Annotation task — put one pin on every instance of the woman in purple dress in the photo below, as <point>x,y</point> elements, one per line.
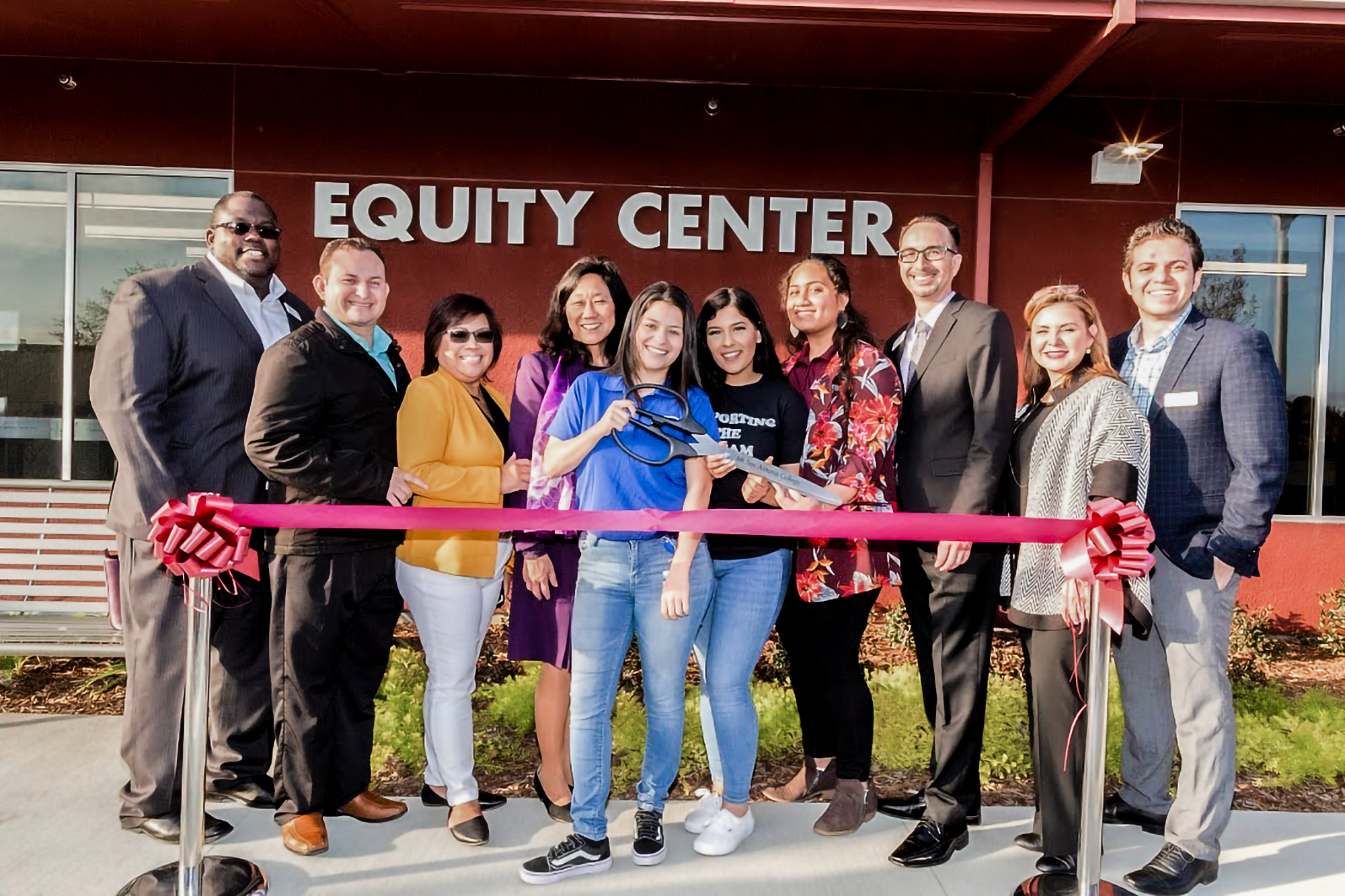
<point>583,326</point>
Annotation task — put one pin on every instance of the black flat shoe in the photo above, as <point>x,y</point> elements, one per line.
<point>1118,811</point>
<point>1174,872</point>
<point>1031,841</point>
<point>1056,864</point>
<point>558,813</point>
<point>913,807</point>
<point>474,831</point>
<point>169,830</point>
<point>930,844</point>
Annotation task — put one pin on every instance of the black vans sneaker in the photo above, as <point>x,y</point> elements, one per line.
<point>575,854</point>
<point>649,848</point>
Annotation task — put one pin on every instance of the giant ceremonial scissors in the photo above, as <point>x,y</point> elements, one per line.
<point>693,442</point>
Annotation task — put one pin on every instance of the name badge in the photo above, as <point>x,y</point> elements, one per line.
<point>1182,400</point>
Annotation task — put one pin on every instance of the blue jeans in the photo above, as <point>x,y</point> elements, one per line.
<point>748,595</point>
<point>618,595</point>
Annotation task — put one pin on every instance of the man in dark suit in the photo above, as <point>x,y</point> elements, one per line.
<point>1218,420</point>
<point>323,430</point>
<point>960,370</point>
<point>173,378</point>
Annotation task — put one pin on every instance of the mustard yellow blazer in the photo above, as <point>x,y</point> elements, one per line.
<point>445,439</point>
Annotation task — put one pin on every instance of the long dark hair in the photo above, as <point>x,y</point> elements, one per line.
<point>852,326</point>
<point>681,376</point>
<point>765,361</point>
<point>453,310</point>
<point>556,338</point>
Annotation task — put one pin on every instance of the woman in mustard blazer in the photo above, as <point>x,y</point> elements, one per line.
<point>451,432</point>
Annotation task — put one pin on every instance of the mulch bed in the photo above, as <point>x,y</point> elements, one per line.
<point>81,685</point>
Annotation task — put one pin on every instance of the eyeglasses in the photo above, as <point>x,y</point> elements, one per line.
<point>461,337</point>
<point>931,253</point>
<point>243,229</point>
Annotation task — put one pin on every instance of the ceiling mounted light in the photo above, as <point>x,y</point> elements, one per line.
<point>1122,162</point>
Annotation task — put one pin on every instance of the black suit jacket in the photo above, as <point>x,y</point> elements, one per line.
<point>957,419</point>
<point>323,428</point>
<point>173,378</point>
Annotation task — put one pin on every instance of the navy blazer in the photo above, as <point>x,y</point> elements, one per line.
<point>173,378</point>
<point>1219,450</point>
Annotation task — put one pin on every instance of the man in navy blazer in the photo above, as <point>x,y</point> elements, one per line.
<point>1218,419</point>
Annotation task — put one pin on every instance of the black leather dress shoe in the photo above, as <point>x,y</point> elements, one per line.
<point>913,807</point>
<point>486,798</point>
<point>1118,811</point>
<point>169,829</point>
<point>258,792</point>
<point>1031,841</point>
<point>1174,872</point>
<point>930,844</point>
<point>1056,864</point>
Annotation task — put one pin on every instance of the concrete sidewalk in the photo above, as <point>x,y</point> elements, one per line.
<point>60,837</point>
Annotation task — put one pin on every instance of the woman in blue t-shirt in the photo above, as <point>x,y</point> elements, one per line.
<point>763,416</point>
<point>648,584</point>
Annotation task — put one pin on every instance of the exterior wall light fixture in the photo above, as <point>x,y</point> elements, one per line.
<point>1122,162</point>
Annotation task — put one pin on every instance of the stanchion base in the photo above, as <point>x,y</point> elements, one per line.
<point>1065,885</point>
<point>221,876</point>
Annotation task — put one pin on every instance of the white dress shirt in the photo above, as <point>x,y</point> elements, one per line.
<point>930,318</point>
<point>270,317</point>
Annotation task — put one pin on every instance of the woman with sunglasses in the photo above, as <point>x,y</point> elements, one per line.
<point>583,327</point>
<point>855,400</point>
<point>763,416</point>
<point>451,432</point>
<point>654,585</point>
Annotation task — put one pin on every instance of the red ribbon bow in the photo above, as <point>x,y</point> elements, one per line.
<point>1113,546</point>
<point>201,540</point>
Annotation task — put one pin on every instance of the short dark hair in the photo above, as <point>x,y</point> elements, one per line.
<point>556,338</point>
<point>934,217</point>
<point>240,194</point>
<point>453,310</point>
<point>353,244</point>
<point>1159,229</point>
<point>685,373</point>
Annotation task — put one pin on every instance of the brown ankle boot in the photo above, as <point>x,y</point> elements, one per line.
<point>853,803</point>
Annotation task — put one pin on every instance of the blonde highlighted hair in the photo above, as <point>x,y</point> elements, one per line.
<point>1096,364</point>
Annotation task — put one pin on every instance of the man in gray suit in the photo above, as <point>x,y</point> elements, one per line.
<point>960,374</point>
<point>1218,419</point>
<point>173,378</point>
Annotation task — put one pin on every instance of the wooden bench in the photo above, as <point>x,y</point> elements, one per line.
<point>53,592</point>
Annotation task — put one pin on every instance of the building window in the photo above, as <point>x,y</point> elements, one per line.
<point>1278,270</point>
<point>68,239</point>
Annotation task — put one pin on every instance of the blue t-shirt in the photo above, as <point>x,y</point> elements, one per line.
<point>609,478</point>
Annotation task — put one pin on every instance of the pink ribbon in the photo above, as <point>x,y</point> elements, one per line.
<point>1113,545</point>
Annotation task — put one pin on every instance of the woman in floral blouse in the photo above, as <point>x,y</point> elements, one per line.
<point>855,400</point>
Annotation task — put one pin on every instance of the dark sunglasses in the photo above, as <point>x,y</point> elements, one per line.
<point>461,337</point>
<point>243,229</point>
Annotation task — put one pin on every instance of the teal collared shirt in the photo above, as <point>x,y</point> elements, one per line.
<point>379,350</point>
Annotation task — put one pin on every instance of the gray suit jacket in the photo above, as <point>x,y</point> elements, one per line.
<point>1219,454</point>
<point>957,417</point>
<point>173,380</point>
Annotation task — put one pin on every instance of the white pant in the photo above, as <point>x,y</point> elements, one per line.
<point>453,614</point>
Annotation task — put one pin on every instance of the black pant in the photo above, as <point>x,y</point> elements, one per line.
<point>332,633</point>
<point>836,708</point>
<point>240,737</point>
<point>1051,659</point>
<point>952,616</point>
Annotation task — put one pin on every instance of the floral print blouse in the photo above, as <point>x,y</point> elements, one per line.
<point>851,447</point>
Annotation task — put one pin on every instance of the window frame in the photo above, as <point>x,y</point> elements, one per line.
<point>1321,385</point>
<point>68,354</point>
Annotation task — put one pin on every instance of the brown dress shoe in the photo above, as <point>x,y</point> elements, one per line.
<point>373,809</point>
<point>853,803</point>
<point>306,834</point>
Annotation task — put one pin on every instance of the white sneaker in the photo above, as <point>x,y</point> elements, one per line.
<point>704,813</point>
<point>724,833</point>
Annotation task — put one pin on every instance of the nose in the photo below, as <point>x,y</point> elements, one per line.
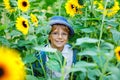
<point>59,36</point>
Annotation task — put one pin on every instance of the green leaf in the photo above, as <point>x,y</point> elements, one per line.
<point>85,64</point>
<point>30,58</point>
<point>88,30</point>
<point>75,69</point>
<point>15,33</point>
<point>2,27</point>
<point>90,52</point>
<point>93,74</point>
<point>31,37</point>
<point>80,41</point>
<point>53,65</point>
<point>30,77</point>
<point>116,35</point>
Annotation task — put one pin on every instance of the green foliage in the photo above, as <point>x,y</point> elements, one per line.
<point>96,36</point>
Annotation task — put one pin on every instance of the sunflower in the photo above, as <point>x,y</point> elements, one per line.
<point>34,19</point>
<point>72,7</point>
<point>22,25</point>
<point>8,6</point>
<point>11,65</point>
<point>117,53</point>
<point>23,5</point>
<point>111,9</point>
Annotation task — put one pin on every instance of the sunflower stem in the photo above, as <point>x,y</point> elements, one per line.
<point>101,28</point>
<point>118,64</point>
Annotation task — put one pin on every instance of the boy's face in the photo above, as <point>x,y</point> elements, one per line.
<point>59,36</point>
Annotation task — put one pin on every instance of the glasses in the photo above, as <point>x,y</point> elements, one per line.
<point>56,34</point>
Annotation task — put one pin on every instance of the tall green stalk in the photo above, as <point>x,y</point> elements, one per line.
<point>102,25</point>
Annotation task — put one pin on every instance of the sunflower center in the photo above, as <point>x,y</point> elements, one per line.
<point>24,4</point>
<point>24,24</point>
<point>1,72</point>
<point>110,4</point>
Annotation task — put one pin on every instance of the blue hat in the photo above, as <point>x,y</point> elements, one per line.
<point>61,20</point>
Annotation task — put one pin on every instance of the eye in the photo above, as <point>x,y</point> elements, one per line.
<point>64,34</point>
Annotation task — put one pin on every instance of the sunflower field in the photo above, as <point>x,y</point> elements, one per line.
<point>24,28</point>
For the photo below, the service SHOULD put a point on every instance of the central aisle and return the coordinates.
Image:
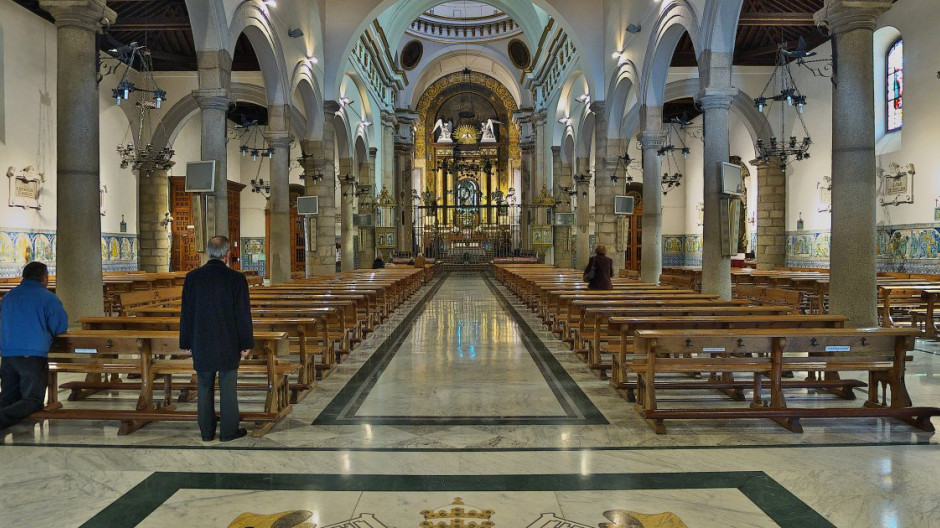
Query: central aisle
(464, 359)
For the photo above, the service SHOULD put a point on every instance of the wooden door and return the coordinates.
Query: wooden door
(634, 232)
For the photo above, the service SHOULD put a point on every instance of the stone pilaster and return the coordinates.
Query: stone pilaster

● **Exercise**
Put the stretch of items from the line containing "of the boy's" through the end of the items into a numbered list, skipping blank lines. Leave the pictures out.

● **Completed task**
1. Annotation task — put one pin on every instance of the boy's face in the photo above, as <point>x,y</point> elements, one per line.
2. <point>59,36</point>
3. Annotation task — put one pin on every instance of the glasses in the photo above, as <point>x,y</point> elements, one per line.
4. <point>56,34</point>
5. Annotation task — put one pin on every instance of the tall green stalk in the photo above, as <point>x,y</point> elements, one per line.
6. <point>102,25</point>
7. Annotation task — put one pin on every instance of the sunflower center in the photo above, as <point>x,y</point> elements, one per line.
8. <point>24,4</point>
9. <point>24,24</point>
10. <point>1,72</point>
11. <point>110,4</point>
12. Annotation task — put one pin on every instance of the blue hat in the photo above, as <point>x,y</point> elements, one per line.
13. <point>61,20</point>
14. Annotation task — put one pin on every instance of the eye in the photo above, as <point>x,y</point> elements, one per line.
15. <point>64,34</point>
16. Annotation task — put one pin on every instance of the sunflower field in the photo above, as <point>x,y</point> elements, one per line.
17. <point>24,28</point>
18. For the photo below, the service SHOULD put a point on every instance of the central aisle and return the coordinates.
19. Image:
20. Query: central aisle
21. (464, 359)
22. For the photo above, the service SHOULD put a point on every instance of the wooden door and return the coordinates.
23. Query: wooden door
24. (634, 232)
25. For the photo above, the service SHOULD put a point on every instance of the stone pilaster and return the coordinates.
26. Query: stone pilaster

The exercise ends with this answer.